What is needed:
In the records that follow, find the line with "positive clicks: (108, 26)"; from there, retype every line exactly through the line with "positive clicks: (242, 46)", which also belongs to the answer.

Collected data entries
▶
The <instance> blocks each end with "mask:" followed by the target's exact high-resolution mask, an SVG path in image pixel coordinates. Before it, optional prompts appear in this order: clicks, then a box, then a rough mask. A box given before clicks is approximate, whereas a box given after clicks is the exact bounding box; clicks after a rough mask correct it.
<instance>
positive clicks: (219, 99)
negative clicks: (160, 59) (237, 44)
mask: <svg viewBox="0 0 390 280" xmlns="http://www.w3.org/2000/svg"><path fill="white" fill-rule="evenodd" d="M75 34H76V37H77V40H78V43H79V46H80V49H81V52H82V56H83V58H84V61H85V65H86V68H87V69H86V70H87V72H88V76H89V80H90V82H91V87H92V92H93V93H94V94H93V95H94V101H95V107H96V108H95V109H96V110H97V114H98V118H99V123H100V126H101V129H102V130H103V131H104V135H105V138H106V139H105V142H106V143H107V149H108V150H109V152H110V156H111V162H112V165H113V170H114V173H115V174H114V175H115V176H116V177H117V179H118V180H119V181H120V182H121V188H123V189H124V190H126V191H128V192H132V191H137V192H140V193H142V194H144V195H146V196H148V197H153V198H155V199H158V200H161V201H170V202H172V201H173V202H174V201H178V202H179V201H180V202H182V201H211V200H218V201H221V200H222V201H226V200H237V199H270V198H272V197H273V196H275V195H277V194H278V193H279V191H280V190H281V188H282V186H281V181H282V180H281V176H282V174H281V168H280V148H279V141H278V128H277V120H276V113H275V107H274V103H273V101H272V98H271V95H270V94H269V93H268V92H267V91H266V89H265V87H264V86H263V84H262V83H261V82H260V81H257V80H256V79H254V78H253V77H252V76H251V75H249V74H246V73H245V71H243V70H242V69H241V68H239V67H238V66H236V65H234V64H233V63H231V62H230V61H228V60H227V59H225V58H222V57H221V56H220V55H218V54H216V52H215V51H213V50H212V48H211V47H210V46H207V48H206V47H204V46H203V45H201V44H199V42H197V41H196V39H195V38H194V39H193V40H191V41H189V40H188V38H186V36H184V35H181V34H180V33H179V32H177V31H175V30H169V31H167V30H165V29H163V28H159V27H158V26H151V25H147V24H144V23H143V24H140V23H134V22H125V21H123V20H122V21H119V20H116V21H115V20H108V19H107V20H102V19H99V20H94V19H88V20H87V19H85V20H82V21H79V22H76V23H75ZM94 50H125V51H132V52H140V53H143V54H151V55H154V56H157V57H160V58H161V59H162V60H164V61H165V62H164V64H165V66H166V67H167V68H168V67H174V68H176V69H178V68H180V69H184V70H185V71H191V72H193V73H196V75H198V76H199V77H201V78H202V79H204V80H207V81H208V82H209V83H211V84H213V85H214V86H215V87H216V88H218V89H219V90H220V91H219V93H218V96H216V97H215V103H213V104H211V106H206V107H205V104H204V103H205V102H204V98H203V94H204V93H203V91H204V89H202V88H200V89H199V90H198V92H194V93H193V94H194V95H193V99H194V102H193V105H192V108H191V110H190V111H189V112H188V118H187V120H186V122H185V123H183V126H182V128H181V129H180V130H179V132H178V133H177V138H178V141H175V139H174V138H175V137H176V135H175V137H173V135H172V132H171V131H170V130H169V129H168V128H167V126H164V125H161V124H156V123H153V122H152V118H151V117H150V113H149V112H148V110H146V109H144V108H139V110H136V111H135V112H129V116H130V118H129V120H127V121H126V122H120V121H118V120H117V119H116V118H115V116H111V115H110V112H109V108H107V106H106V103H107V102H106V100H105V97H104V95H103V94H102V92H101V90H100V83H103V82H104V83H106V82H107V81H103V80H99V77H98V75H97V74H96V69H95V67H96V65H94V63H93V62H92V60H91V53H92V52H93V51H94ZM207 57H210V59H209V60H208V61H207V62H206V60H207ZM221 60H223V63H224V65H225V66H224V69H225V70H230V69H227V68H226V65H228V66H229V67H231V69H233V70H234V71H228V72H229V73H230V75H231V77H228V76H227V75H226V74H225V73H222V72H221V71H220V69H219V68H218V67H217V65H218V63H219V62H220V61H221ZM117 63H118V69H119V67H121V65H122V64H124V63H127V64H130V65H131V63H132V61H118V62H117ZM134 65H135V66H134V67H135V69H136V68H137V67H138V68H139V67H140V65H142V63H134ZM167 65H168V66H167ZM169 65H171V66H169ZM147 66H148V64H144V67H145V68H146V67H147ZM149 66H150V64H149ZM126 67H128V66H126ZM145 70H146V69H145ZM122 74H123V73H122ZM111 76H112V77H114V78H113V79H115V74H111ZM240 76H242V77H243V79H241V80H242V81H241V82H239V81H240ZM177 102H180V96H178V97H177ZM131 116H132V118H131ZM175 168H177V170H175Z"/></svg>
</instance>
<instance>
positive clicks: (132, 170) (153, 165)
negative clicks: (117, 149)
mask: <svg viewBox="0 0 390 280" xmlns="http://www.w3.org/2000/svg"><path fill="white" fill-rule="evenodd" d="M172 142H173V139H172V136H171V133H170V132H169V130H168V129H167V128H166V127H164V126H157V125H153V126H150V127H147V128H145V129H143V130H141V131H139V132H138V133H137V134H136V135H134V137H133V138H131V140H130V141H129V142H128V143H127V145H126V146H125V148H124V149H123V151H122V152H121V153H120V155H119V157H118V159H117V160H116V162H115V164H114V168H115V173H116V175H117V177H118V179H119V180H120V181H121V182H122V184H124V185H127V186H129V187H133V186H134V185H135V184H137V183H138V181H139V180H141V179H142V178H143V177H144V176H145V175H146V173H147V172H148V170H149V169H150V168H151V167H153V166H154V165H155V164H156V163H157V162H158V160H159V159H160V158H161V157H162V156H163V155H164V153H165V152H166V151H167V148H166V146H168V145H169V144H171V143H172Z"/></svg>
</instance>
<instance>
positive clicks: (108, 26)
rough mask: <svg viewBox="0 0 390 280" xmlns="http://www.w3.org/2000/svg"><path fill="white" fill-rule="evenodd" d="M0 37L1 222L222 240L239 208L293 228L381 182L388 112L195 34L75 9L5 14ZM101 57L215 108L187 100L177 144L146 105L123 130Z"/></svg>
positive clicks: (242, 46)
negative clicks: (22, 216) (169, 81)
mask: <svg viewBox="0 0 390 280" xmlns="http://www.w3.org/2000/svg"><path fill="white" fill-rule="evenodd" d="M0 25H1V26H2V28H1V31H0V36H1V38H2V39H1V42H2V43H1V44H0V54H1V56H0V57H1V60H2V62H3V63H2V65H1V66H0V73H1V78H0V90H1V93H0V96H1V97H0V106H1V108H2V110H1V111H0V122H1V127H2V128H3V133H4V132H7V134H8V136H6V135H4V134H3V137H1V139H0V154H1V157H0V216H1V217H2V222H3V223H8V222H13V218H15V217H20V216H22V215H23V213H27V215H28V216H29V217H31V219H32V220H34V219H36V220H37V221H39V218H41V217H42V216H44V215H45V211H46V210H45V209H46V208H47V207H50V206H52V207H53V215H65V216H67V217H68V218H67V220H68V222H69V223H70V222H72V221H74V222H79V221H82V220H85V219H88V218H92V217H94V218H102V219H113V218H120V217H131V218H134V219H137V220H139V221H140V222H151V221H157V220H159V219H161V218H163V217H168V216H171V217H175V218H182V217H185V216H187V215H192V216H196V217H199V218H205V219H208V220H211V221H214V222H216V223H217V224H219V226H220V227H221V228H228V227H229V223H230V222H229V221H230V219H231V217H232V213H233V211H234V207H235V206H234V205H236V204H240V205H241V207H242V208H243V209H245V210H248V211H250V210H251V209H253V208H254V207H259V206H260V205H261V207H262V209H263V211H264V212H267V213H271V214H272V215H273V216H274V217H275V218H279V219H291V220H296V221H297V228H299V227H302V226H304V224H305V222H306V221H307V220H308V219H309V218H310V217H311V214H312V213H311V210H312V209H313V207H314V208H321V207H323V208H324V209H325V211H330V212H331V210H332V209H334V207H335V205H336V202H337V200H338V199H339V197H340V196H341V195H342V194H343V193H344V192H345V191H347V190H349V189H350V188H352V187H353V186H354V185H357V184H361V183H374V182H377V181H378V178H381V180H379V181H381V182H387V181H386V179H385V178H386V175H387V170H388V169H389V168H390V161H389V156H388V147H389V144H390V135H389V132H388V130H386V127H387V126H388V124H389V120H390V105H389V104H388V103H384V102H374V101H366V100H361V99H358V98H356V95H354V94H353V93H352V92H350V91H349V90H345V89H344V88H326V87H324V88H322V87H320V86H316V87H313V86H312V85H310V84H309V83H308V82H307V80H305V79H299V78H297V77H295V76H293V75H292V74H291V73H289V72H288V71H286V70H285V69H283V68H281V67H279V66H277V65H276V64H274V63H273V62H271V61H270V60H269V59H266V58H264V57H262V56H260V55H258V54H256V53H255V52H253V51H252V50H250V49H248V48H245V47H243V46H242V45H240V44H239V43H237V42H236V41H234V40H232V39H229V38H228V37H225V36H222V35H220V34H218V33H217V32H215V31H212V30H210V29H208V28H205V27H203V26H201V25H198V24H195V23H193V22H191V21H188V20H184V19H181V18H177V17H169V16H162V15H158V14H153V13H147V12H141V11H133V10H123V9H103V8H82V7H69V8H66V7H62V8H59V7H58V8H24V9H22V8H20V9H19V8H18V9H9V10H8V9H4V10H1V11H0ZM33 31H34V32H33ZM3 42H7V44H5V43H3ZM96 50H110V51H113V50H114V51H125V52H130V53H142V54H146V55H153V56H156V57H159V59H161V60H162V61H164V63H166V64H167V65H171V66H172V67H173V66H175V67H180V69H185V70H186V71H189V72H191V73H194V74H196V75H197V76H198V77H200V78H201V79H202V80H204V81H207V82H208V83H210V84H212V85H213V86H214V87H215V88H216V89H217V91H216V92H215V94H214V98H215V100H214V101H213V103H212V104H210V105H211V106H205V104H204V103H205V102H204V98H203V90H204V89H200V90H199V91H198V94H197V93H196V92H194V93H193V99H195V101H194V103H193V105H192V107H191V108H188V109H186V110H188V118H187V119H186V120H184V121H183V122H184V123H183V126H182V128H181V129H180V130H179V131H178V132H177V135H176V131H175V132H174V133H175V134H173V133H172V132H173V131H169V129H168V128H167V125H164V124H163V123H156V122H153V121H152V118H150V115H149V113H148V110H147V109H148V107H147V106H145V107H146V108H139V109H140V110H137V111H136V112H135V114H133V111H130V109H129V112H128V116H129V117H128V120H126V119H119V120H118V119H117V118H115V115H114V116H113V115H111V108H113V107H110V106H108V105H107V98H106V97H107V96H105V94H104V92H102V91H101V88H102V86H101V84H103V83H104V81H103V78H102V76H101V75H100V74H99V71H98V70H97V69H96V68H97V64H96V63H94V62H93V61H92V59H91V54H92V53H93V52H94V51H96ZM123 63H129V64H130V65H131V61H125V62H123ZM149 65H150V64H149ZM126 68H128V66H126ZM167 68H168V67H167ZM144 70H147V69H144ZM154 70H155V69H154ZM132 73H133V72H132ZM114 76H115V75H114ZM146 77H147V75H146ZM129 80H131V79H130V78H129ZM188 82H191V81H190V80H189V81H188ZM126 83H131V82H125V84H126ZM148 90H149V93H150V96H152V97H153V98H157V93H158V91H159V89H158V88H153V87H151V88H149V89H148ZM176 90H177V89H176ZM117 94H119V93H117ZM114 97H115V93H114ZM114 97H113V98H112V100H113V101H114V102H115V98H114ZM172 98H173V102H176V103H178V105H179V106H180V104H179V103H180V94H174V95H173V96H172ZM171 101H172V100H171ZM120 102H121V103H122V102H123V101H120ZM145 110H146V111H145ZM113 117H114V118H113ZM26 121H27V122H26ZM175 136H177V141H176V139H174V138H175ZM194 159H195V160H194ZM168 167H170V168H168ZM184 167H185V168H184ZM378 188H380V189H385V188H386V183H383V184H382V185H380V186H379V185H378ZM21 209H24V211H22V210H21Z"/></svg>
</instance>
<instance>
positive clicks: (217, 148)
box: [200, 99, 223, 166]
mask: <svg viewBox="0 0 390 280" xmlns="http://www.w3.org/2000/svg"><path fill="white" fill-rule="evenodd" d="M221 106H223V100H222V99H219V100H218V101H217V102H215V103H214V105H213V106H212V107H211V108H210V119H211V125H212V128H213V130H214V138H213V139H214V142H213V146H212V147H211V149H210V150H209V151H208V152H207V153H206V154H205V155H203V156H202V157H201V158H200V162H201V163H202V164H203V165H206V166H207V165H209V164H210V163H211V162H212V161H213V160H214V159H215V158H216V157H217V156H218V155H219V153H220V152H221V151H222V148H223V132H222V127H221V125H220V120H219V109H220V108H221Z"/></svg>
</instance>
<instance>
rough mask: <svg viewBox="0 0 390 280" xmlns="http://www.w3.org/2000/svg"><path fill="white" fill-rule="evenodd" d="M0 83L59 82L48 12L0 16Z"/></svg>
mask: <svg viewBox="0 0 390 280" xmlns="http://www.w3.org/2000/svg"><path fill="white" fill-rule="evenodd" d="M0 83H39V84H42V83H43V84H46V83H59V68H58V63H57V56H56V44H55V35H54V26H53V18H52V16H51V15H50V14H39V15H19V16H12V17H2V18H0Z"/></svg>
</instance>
◀
Exercise result:
positive clicks: (108, 26)
rough mask: <svg viewBox="0 0 390 280" xmlns="http://www.w3.org/2000/svg"><path fill="white" fill-rule="evenodd" d="M0 37L1 222L222 240L239 208L293 228L381 182L388 112L195 34L75 9L5 14ZM101 57L215 108L187 100L177 144L146 105L123 130Z"/></svg>
positive clicks: (242, 46)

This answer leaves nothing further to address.